--- START ---

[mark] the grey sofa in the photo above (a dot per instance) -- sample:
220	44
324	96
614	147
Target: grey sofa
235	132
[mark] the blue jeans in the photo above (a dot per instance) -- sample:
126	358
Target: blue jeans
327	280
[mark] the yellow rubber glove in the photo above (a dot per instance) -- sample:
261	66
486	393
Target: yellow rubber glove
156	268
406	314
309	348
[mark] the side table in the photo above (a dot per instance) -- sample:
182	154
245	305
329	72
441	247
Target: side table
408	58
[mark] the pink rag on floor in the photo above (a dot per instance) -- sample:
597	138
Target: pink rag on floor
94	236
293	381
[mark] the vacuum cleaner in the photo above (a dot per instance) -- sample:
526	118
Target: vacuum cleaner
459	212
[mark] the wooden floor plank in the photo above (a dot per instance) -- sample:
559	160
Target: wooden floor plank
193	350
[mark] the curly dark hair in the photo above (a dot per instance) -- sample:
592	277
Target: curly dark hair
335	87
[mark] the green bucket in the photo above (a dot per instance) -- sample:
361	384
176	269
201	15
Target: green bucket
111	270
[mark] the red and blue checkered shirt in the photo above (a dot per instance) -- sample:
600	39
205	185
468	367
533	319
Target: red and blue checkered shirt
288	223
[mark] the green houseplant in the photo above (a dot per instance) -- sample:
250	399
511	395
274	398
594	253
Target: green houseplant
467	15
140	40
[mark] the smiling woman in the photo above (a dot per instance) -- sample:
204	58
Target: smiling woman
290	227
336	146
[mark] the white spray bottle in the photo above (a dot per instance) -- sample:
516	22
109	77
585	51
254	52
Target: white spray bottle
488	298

--- END ---

Please reproduce, word for word, every line from the line with "Target: green bucket" to the final line above, including both ends.

Target: green bucket
111	270
[mark] the red and blue checkered shirt in the photo above (a dot per instance) -- sample:
600	39
205	185
468	367
533	319
Target: red and blue checkered shirt
288	223
[mark] the green houseplant in the photo above (a dot per instance) -- sample:
250	399
511	395
274	398
594	253
Target: green houseplant
467	15
140	40
[mark] the smiling woman in the photo above (a dot per instance) -- sample:
204	58
Target: smiling woman
290	227
336	146
[mark] the white spray bottle in the photo above (a dot per instance) -- sample:
516	22
109	77
585	51
254	52
Target: white spray bottle
488	298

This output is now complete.